◆ **Quoted passage**
Kayvon Beykpour co-founded Periscope, the live-streaming platform acquired by Twitter in 2015 before public launch, then led consumer product at Twitter — rising to head of product and GM of consumer — until Elon Musk’s acquisition forced him out during paternity leave in 2022. This episode covers his decade at Twitter: how he broke through a stagnant product culture, what he told Elon in their first meeting, and the structural diagnosis he offers for why large platform companies stall.
Key ideas
- Beykpour diagnosed Twitter’s stagnation as a structural problem: a functional org model where the head of consumer product had no engineering or design reports meant he could not change culture with one hand tied behind his back. The problem was the structure, not the people.
- To unstick the org, he built a “sacred cows” list — every assumption the team treated as untouchable — and systematically attacked it. New products (Super Follows, Communities, newsletters, Topics, Fleets, Twitter Blue, Spaces, live video) came from acquihires and junior PMs hungry enough to challenge incumbents.

◆ **What you will do**
1. In the Kayvon Beykpour episode summary, what did Beykpour build to unstick Twitter's organization?
2. Pick up the Kayvon Beykpour episode summary after its last sentence and keep writing it.

◆ **Data listing**
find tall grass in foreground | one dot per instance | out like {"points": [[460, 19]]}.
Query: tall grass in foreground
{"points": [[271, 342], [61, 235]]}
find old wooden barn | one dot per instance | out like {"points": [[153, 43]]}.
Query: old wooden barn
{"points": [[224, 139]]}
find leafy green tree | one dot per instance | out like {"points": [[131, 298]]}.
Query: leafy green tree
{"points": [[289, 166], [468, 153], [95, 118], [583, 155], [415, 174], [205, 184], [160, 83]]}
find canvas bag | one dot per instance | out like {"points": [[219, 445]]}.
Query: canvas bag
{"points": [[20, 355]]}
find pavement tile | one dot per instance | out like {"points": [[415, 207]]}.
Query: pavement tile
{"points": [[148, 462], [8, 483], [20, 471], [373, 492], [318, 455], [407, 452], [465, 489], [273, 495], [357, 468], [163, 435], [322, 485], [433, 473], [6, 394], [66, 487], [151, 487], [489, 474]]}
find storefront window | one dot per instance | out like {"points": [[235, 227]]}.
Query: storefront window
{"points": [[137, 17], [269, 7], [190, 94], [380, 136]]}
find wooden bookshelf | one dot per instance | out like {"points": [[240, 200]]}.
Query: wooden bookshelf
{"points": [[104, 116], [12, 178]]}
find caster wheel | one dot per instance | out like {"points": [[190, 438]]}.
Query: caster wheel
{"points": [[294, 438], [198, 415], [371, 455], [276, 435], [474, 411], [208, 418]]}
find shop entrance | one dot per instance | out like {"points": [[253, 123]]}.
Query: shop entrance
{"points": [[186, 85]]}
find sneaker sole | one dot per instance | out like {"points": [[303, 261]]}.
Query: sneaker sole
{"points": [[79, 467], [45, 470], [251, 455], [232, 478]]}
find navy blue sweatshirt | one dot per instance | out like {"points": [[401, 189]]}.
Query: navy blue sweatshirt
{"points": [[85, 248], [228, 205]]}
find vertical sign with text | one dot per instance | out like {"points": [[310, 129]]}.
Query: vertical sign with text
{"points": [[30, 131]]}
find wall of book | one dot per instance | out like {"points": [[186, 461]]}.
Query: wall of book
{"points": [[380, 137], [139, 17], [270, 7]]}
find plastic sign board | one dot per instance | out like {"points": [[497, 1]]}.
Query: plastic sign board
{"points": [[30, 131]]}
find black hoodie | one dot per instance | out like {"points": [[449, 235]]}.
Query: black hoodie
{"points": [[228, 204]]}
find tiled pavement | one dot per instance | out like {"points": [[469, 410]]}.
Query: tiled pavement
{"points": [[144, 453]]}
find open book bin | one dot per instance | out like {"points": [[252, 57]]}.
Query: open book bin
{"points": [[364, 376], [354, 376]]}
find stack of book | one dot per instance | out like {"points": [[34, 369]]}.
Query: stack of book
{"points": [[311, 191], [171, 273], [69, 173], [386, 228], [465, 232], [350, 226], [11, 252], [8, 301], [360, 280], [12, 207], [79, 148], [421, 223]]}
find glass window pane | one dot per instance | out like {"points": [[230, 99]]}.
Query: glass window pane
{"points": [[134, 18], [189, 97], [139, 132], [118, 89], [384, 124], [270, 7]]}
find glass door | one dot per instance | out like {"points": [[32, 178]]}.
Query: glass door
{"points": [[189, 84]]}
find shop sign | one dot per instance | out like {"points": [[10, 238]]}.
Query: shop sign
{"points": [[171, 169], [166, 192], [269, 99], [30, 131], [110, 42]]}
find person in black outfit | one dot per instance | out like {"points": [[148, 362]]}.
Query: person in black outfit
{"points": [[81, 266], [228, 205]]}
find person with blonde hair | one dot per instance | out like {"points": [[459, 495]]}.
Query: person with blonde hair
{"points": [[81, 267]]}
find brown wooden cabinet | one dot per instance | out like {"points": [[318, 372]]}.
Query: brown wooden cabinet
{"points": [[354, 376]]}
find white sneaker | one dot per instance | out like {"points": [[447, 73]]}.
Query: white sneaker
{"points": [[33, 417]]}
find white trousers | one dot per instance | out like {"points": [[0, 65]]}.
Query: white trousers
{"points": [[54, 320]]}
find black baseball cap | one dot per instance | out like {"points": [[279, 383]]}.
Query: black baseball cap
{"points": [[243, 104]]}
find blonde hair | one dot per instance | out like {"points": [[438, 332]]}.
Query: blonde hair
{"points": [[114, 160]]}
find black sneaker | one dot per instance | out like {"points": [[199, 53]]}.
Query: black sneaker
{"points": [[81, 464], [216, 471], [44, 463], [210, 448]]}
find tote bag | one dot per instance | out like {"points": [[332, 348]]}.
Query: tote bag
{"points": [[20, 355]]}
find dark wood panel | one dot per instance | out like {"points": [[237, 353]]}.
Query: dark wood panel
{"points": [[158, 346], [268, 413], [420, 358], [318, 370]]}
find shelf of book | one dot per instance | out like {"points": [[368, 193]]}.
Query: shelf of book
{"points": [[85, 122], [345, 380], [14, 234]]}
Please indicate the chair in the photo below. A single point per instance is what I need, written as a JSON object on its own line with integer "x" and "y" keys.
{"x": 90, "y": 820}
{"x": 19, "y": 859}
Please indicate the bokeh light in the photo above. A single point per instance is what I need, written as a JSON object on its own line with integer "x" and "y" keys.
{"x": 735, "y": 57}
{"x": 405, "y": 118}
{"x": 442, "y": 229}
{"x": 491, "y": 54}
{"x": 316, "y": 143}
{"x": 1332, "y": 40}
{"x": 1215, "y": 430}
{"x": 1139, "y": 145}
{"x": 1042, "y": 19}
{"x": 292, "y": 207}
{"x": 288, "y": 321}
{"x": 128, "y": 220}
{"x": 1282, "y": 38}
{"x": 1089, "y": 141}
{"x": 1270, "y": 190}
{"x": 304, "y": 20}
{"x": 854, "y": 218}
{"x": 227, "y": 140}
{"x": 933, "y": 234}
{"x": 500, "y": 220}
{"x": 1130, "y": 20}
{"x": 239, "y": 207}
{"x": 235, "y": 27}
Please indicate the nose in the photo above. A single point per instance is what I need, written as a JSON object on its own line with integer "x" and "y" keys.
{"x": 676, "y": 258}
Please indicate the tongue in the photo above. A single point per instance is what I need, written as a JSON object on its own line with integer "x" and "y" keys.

◆ **Responses by item number**
1. He built a "sacred cows" list of every assumption the team treated as untouchable, and then he systematically attacked it.

2.
- During a two-hour session with Elon and Scott Belsky (Walter Isaacson silent in the room), Beykpour recommended which people to keep. Most remain at X and are now empowered. Projects he championed — Community Notes (then Birdwatch), Spaces, Communities, the Creator Programme — all survived the transition.
- Periscope, co-founded by Beykpour and acquired by Twitter in 2015, became the direct template for Instagram Live, TikTok Live, and Facebook Live. Twitter shut it down in 2021 after deprioritising standalone live video.
- Beykpour applied Jobs to Be Done thinking to understand what users actually hired Twitter for, which shaped how he prioritised the roadmap.
Transforming Twitter’s product culture
Beykpour arrived at a company where senior product leaders had strong opinions but no structural mechanism to resolve disagreement. Under a functional org — product, engineering, and design as separate silos — shipping anything new required consensus across all three, and without a CEO who actively tiebreaked, the default answer was no. Beykpour’s diagnosis: the org model itself killed momentum, not the people inside it.
His intervention was the sacred cows list. He catalogued every product decision the team treated as settled and started changing them. The first wins came not from convincing incumbents but from routing around them — acquihires brought small teams with no stake in existing conventions, and junior product leaders who had not yet learnt what was “impossible” shipped things senior PMs had blocked for years.
Output over his tenure: Super Follows, Communities, newsletters, Topics, Fleets, Twitter Blue, Spaces, and live video. Not all succeeded commercially, but the cadence of shipping changed.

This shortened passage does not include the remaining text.